### Given exercise
The records are to be restated in their entirety, word for word.

(Dataset entries)
------------------------------

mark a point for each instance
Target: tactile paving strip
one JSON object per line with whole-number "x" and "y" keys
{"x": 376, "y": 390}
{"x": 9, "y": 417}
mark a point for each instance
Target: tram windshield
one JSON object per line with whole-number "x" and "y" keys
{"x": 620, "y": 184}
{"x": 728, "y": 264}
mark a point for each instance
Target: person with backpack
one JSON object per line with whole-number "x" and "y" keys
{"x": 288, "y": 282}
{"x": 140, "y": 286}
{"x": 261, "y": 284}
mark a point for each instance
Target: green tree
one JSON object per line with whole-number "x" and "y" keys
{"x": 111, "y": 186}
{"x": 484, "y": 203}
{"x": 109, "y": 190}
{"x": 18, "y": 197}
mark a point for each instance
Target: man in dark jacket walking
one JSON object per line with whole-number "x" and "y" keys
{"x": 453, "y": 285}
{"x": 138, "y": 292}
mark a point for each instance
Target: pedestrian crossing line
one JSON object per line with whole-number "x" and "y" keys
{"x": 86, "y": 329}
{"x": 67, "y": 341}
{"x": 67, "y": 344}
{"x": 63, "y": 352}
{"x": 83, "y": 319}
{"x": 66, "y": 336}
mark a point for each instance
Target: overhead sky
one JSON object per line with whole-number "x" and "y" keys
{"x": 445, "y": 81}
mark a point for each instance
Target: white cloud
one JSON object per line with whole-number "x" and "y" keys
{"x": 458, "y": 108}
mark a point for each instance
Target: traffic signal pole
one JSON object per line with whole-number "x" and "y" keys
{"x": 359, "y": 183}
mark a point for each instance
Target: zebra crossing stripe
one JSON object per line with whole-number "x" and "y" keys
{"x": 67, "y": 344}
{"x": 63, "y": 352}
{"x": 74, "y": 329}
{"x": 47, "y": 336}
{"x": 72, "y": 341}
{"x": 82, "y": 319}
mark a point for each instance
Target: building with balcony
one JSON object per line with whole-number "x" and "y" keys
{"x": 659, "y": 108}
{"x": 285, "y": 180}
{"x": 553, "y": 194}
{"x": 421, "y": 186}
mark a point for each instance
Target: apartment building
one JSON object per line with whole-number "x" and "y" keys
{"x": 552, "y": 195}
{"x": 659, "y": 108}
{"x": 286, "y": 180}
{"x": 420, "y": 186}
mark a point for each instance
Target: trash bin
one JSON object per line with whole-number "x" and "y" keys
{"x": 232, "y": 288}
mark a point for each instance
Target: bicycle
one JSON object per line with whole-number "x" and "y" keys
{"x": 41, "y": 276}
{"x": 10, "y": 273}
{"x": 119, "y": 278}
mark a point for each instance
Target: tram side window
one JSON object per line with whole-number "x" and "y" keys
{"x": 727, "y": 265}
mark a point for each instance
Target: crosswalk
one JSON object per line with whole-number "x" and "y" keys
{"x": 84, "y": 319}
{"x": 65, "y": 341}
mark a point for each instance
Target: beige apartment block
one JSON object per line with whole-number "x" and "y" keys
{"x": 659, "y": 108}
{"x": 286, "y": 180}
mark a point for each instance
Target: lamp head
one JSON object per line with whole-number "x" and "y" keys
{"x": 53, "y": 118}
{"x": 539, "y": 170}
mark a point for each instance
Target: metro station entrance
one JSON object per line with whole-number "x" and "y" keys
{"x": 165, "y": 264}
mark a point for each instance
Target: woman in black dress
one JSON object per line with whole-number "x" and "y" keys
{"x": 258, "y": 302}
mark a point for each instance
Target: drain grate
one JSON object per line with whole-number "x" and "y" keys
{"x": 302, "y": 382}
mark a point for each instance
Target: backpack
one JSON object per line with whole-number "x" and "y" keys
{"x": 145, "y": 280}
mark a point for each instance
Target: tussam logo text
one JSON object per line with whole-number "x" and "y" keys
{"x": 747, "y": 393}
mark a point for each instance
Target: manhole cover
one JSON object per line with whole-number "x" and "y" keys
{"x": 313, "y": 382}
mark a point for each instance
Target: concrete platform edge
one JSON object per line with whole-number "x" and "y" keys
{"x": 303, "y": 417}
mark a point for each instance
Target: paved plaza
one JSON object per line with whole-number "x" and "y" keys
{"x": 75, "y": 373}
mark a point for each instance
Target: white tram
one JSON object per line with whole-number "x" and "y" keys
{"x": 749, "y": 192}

------------------------------

### Exercise answer
mark a point for each instance
Target: tactile paving strip
one JSON object per line with whole-number "x" and "y" keys
{"x": 376, "y": 390}
{"x": 9, "y": 417}
mark a point for each instance
Target: tram windshield
one JSON object per line with whole-number "x" and "y" keys
{"x": 620, "y": 184}
{"x": 728, "y": 264}
mark a point for each instance
Target: person with backpack
one JSON object per line with whole-number "x" and "y" keys
{"x": 288, "y": 282}
{"x": 140, "y": 286}
{"x": 261, "y": 284}
mark a point for each instance
Target: green tree
one JSON object per line with whole-number "x" and "y" keys
{"x": 111, "y": 186}
{"x": 484, "y": 203}
{"x": 109, "y": 190}
{"x": 18, "y": 197}
mark a point for each instance
Target: man in dark jacket walking
one JSON object per line with whole-number "x" and "y" keys
{"x": 453, "y": 285}
{"x": 138, "y": 292}
mark a point for each instance
Target: pedestrian crossing line
one JSON object per line with whole-number "x" and "y" keys
{"x": 86, "y": 329}
{"x": 67, "y": 341}
{"x": 67, "y": 344}
{"x": 63, "y": 352}
{"x": 83, "y": 319}
{"x": 66, "y": 336}
mark a point for each instance
Target: overhead sky
one JSON object per line with whole-number "x" and "y" keys
{"x": 445, "y": 81}
mark a point for each instance
Target: white cloud
one JSON object per line with whole-number "x" and "y" keys
{"x": 458, "y": 108}
mark a point for each instance
Target: traffic signal pole
one JSON object per line with whole-number "x" and "y" keys
{"x": 359, "y": 183}
mark a point for each instance
Target: zebra crossing stripe
one JSON object per line with whole-number "x" and "y" keys
{"x": 67, "y": 344}
{"x": 63, "y": 352}
{"x": 74, "y": 329}
{"x": 47, "y": 336}
{"x": 72, "y": 341}
{"x": 82, "y": 319}
mark a point for each instance
Target: building with balcony
one JSON object per line with whole-number "x" and "y" keys
{"x": 659, "y": 108}
{"x": 285, "y": 180}
{"x": 553, "y": 194}
{"x": 421, "y": 186}
mark a point for each instance
Target: apartment building
one JSON object per line with whole-number "x" and "y" keys
{"x": 552, "y": 195}
{"x": 659, "y": 108}
{"x": 286, "y": 180}
{"x": 420, "y": 186}
mark a point for each instance
Target: trash bin
one JSON object per line with whole-number "x" and "y" keys
{"x": 232, "y": 288}
mark a point for each instance
Target: bicycle
one JSON object per line with whole-number "x" and "y" keys
{"x": 41, "y": 276}
{"x": 10, "y": 273}
{"x": 119, "y": 278}
mark a point for each instance
Target: tram side window
one JSON object per line with whole-number "x" and "y" keys
{"x": 727, "y": 265}
mark a point for each instance
Target: crosswalk
one JSON object per line with whole-number "x" and "y" keys
{"x": 84, "y": 319}
{"x": 65, "y": 341}
mark a point for each instance
Target: beige apartment block
one JSON object per line with whole-number "x" and "y" keys
{"x": 659, "y": 108}
{"x": 286, "y": 180}
mark a point for each instance
Target: lamp head
one JSON object per line with whole-number "x" and "y" keys
{"x": 53, "y": 118}
{"x": 539, "y": 170}
mark a point for each instance
Target: metro station entrance
one JSON object per line with whole-number "x" and "y" keys
{"x": 165, "y": 264}
mark a point for each instance
Target: woman in black dress
one JSON object per line with whole-number "x" and "y" keys
{"x": 258, "y": 302}
mark a point for each instance
Target: drain grate
one JSON object per line with whole-number "x" and "y" keys
{"x": 302, "y": 382}
mark a point for each instance
Target: backpack
one JSON object per line with whole-number "x" and "y" keys
{"x": 145, "y": 280}
mark a point for each instance
Target: tussam logo text
one JSON object per line with whole-number "x" and "y" keys
{"x": 747, "y": 393}
mark a point for each instance
Target: manhole cover
one JSON object per line with whole-number "x" and "y" keys
{"x": 313, "y": 382}
mark a point for each instance
Target: concrete platform edge
one JSON object per line with whole-number "x" and "y" keys
{"x": 303, "y": 417}
mark a point for each instance
Target: paved plaza
one JSON object per line with whole-number "x" and "y" keys
{"x": 75, "y": 373}
mark a point for each instance
Target: white tram
one JSON object per line with whole-number "x" and "y" keys
{"x": 749, "y": 192}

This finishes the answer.